Required work
With the pictures excluded, reproduce all of the data exactly.

══════════════════════════════

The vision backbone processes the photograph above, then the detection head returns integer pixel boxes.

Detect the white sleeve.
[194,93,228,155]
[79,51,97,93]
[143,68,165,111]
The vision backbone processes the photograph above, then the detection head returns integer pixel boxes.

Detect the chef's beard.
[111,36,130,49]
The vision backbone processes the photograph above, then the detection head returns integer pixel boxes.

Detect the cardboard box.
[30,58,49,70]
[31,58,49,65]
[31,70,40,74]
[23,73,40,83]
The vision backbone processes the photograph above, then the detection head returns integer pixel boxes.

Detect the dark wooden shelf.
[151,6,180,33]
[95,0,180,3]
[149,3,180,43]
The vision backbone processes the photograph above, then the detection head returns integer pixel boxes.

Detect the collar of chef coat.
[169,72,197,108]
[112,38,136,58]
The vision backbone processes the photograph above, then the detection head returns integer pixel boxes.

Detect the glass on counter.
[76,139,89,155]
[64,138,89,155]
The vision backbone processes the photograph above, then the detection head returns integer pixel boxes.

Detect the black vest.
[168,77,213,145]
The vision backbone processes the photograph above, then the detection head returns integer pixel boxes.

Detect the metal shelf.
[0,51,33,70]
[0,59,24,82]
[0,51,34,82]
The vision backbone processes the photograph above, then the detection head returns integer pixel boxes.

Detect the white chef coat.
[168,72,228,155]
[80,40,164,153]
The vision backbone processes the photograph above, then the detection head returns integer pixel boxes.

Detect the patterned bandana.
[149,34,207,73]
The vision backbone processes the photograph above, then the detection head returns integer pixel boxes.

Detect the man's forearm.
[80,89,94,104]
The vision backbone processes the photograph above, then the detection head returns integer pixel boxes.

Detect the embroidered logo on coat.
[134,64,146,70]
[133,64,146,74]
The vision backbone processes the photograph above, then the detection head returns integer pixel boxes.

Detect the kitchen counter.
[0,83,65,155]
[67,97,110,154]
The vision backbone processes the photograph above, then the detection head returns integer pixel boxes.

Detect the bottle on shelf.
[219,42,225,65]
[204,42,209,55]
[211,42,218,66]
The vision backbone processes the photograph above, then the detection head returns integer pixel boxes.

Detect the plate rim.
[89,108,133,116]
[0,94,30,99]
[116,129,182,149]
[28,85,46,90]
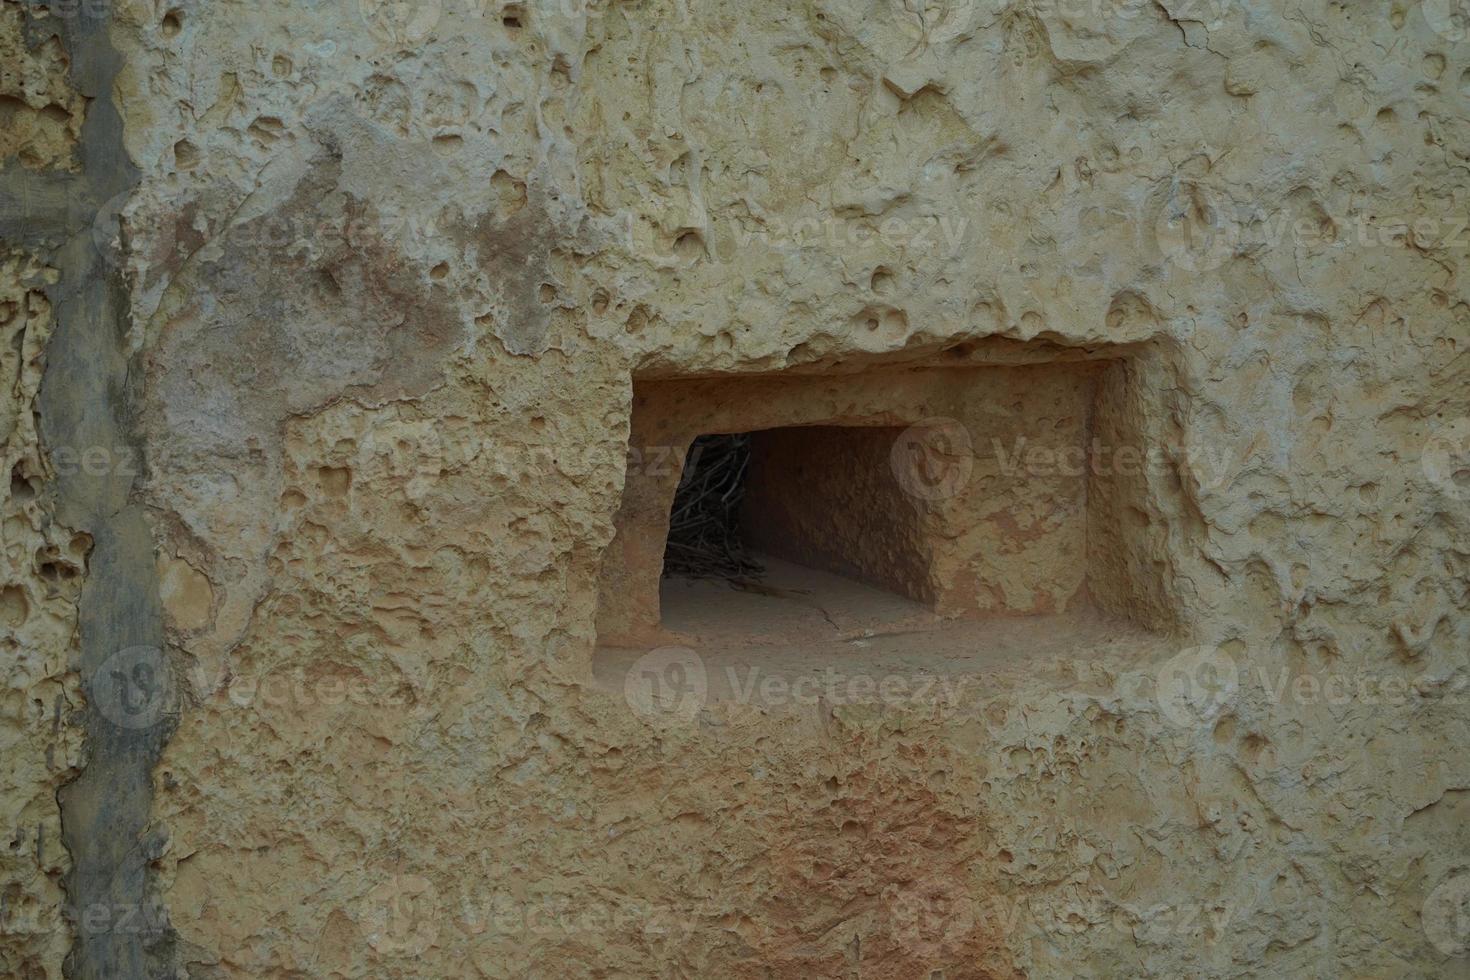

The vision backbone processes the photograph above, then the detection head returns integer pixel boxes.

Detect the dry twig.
[662,434,764,580]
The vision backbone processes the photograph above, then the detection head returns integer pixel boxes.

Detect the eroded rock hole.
[659,426,936,634]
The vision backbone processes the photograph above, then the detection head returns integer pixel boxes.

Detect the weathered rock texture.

══════════════════════════════

Exercise solution
The vision backbone processes the photograph above, then the detection head returns integer pixel boxes.

Detect the white sleeve.
[194,93,228,155]
[79,51,97,93]
[143,68,165,111]
The vision backbone processes the photograph above, then the detection head returns integer pixel boxes.

Detect the chef's beard.
[111,36,130,49]
The vision backbone processes the photograph above, then the detection head returns integer pixel boxes.

Detect the cardboard box.
[30,58,49,70]
[31,58,49,65]
[31,70,40,74]
[23,73,40,83]
The vision backbone processes the photograph above, then the detection head returns integer pixel boxes.

Detect the dark wooden shelf.
[151,6,180,33]
[95,0,180,3]
[149,3,180,43]
The vision backbone processes the photograph above, then the detection head returns integer pixel boxes.

Detect the collar of chef coat.
[169,72,197,108]
[112,38,136,58]
The vision backbone processes the photograph above, then the detection head returns integer pixel boxes.

Detect the glass on counter.
[76,139,89,155]
[64,138,89,155]
The vision backbone processes the photograph above, then the detection head returns integer pixel boxes.

Detect the black vest.
[168,77,213,145]
The vision backbone processes the photograph above, then the detection head returns integer pixel boxes.

Detect the metal shelf.
[0,51,33,70]
[0,59,24,82]
[0,51,34,82]
The vision backbone processes the photograph above, then the detection head returns integer pixel boxes.

Detect the white chef coat.
[168,72,228,155]
[80,40,164,153]
The vision backbone processes the photograph above, then the detection head returns integer pixel boxes.

Detect the patterned bandana.
[149,34,207,73]
The vision backbone processes the photograph above, then the detection head returns integer pixel boxes.

Detect the man's forearm.
[80,89,94,104]
The vision backbone processes the photograph above, then the detection head returns integer pixel boxes.

Detect the embroidered logo on coat.
[134,64,146,70]
[133,64,146,74]
The vision backbone processes the photograph above, then the detection head returns integer pixel boxes.

Detect the kitchen counter.
[0,83,65,155]
[67,97,110,154]
The vision backbone processes the photograph above, then the detection head returns integer pixel boxes.

Detect the bottle on shelf.
[219,42,225,65]
[204,42,209,55]
[211,42,218,66]
The vision backbone processes the photograph above, then the detection head returns integer pixel boxes.

Detect the plate rim.
[89,108,133,116]
[0,94,30,99]
[116,129,182,149]
[28,85,46,90]

The vision backbone processes the photograph above, then the detection head returns integer pixel boxes.

Detect the dry twig.
[662,434,764,580]
The vision backbone processes the photograph above, then the detection head returns integer pixel boxes.

Detect the eroded rock hole.
[659,426,936,634]
The vision backbone processes the photograph above, then the detection head returns integer pixel boxes.

Detect the weathered rock texture.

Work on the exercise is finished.